- **THINGS TO DO**
#1 List every writer other than Proust whom the blog post on reading Proust mentions by name.
#2 Reproduce the stretch of the Proust blog post from "Proust’s talent as" through "and a cringe.", swapping "shrewd" for "keen".
#3 Extend the blog post about reading Proust's Sodom and Gomorrah beyond its last sentence.

- **TEXT EXTRACT**
-- Begin --

June 21, 2016 in Recommended Reading

I’ve been In Search of Lost Time for several years now, generally tackling one volume each summer break. I’ve put off Volume IV, Sodom and Gomorrah, for about a year now, mostly because I need to be in full-on Proust Mode to read Proust, so I thought I’d take some time to read some other works not set in fin-de-siècle France. Which was great--I got acquainted with Elena Ferrante and Elias Khoury--but Marcel’s heavy-lidded book cover portrait always gazed down reproachfully from my shelf, as if reminding me that I had some unfinished business. So here I am, back in fin-de-siècle France.

Proust’s talent as a social critic shone in Volume III, The Guermantes Way, in which he proved himself to be a shrewd observer of the upper echelons of French society (with the haughty Duchess Oriane de Guermantes front and center). Thus far in Volume IV, I feel he takes this talent to the next level, imbuing biting wit reminiscent of Maupassant or Jane Austen.  An over-100 page account of a chic affair was loaded with zingers that left me somewhere between a smile and a cringe.

-- End --

(Entries from a dataset)
-- Begin --

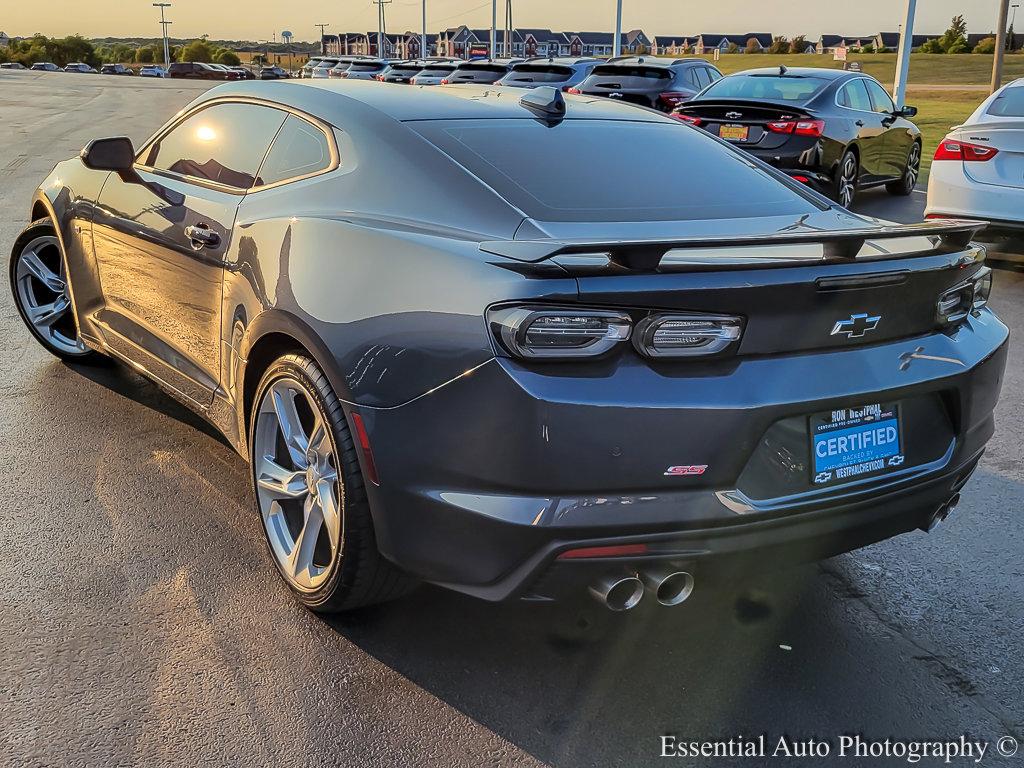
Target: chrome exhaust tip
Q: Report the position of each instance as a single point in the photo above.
(617, 592)
(669, 587)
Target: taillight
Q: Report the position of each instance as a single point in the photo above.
(686, 119)
(800, 127)
(558, 334)
(968, 297)
(952, 150)
(672, 98)
(685, 335)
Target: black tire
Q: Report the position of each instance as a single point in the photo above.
(359, 576)
(911, 171)
(844, 187)
(36, 230)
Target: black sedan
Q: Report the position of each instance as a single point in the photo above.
(838, 131)
(505, 384)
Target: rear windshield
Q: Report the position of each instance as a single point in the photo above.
(541, 73)
(482, 68)
(657, 73)
(1009, 104)
(574, 172)
(770, 87)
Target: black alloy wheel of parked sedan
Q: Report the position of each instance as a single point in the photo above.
(838, 131)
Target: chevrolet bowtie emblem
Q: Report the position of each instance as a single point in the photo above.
(857, 326)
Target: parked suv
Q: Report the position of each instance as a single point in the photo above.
(482, 72)
(660, 83)
(563, 72)
(197, 71)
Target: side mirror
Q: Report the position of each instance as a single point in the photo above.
(110, 155)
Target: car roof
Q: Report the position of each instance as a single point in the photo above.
(337, 101)
(818, 72)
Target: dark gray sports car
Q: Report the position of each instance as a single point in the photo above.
(463, 336)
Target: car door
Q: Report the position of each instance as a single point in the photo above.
(897, 137)
(866, 127)
(162, 240)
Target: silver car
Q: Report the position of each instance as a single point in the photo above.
(556, 72)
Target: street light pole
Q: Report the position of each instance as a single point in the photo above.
(903, 56)
(616, 45)
(163, 28)
(494, 28)
(1000, 46)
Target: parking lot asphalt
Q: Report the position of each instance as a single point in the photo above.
(142, 622)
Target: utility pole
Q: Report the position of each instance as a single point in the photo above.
(903, 55)
(381, 26)
(616, 45)
(494, 29)
(1000, 46)
(323, 44)
(423, 35)
(163, 27)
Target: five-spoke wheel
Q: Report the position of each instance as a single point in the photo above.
(39, 281)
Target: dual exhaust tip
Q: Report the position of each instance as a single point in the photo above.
(622, 592)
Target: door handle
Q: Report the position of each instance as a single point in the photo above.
(202, 237)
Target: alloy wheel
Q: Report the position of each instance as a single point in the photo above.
(297, 488)
(41, 289)
(847, 180)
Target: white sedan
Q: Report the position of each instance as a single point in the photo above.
(978, 170)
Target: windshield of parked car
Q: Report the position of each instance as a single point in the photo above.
(540, 73)
(1010, 103)
(626, 71)
(794, 88)
(573, 172)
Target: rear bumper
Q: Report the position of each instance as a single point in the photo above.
(487, 479)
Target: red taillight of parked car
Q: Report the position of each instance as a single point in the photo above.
(672, 98)
(952, 150)
(687, 119)
(799, 127)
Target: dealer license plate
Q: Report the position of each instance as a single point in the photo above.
(733, 132)
(854, 442)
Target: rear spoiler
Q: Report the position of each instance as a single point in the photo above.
(647, 254)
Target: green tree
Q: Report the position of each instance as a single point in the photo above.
(955, 36)
(197, 50)
(987, 45)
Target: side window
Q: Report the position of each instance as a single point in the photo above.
(224, 143)
(300, 148)
(880, 99)
(854, 96)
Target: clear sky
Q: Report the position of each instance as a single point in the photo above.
(258, 19)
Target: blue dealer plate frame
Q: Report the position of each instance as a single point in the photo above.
(851, 443)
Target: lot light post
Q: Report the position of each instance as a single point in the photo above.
(163, 27)
(1000, 46)
(903, 56)
(616, 44)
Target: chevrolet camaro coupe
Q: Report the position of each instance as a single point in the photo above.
(462, 337)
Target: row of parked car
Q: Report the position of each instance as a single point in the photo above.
(186, 70)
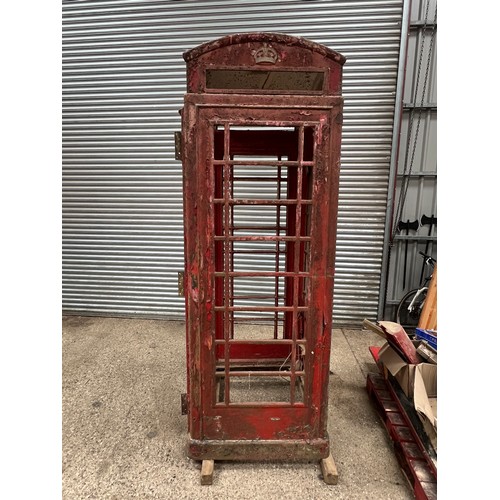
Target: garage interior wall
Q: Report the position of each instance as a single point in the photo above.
(123, 86)
(416, 169)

-- End --

- **OUTPUTS**
#1 Elena Ferrante, Elias Khoury, Maupassant, Jane Austen

#2
Proust’s talent as a social critic shone in Volume III, The Guermantes Way, in which he proved himself to be a keen observer of the upper echelons of French society (with the haughty Duchess Oriane de Guermantes front and center). Thus far in Volume IV, I feel he takes this talent to the next level, imbuing biting wit reminiscent of Maupassant or Jane Austen.  An over-100 page account of a chic affair was loaded with zingers that left me somewhere between a smile and a cringe.

#3
Beyond comedic appreciation, I was struck by the fact that many of the social dynamics that Proust describes still ring true today. Regardless of nationality or social status, polite human interaction is abound with anxieties and awkwardnesses. While a party should represent relaxation and a good time, it is an occasion that can intensify our worst insecurities and discomforts more than anything else. And all the more for those who did not attend; as Proust writes,“Parties of this sort are as a rule premature. They have little reality until the following day, when they occupy the attention of the people who were not invited.” (64)*

Here are some examples of Proust’s best insights. For context, the narrator has been invited to an important gathering at the home at the Prince de Guermantes. He fears, however, that his invitation is no longer valid because he may have recently offended the Baron de Charlus, the Prince’s cousin, and arrives at the house worried that he will be turned away in front of the other guests. That fear subsides when the doorman officially receives him, allowing him entrance into the house.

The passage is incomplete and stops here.